#### [ASSIGNMENT]
In the records that follow, locate every line with "photo" and extract it.

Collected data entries
* * * * * * * * *
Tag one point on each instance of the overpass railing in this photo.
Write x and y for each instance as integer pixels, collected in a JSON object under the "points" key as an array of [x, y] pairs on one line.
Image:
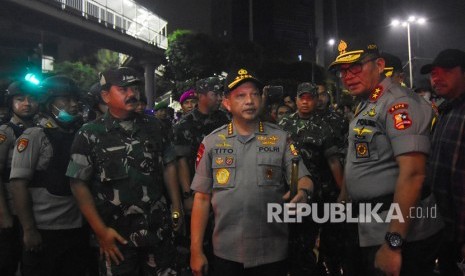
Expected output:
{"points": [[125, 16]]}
* * * * * * * * *
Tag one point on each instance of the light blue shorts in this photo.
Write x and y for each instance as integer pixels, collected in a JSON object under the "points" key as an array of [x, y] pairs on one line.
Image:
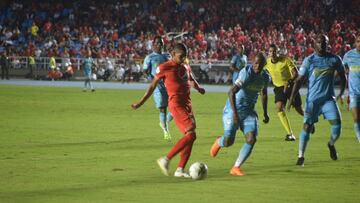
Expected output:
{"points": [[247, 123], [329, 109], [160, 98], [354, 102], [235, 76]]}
* * * * * * * * *
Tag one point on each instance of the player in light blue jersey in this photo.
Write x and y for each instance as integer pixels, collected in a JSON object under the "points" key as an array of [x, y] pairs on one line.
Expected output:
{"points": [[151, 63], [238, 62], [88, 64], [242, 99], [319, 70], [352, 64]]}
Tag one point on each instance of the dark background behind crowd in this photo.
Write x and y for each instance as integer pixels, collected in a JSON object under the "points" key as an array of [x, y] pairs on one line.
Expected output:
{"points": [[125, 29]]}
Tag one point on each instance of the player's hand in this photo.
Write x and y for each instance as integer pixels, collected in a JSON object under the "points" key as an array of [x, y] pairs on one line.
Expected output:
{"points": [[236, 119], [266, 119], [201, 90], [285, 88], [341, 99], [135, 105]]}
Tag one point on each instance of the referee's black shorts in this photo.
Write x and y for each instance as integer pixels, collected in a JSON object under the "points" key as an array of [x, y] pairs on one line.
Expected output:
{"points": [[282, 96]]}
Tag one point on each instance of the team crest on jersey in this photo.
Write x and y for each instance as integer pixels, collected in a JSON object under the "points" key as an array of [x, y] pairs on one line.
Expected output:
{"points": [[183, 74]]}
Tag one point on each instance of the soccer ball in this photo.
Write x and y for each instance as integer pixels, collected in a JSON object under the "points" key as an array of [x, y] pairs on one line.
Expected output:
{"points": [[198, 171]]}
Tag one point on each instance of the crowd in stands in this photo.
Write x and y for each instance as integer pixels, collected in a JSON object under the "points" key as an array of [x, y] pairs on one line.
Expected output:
* * * * * * * * *
#### [OUTPUT BELOW]
Tag one point on each instance of the overpass railing in this photo.
Tag one point on each instance of the light blue shorts in this photo.
Tag one point on each instance of the player in light blue jersey in this photo.
Tag one point on each instance of the dark background behind crowd in this photo.
Tag one point on each instance of the player's hand in this photo.
Tag one point on each instance of the referee's black shorts in this photo.
Tag one point on each instance of the team crest on jersey in this photo.
Tag one point on each instance of the soccer ball in this photo.
Tag one point on each instance of the crowd in stands in this photo.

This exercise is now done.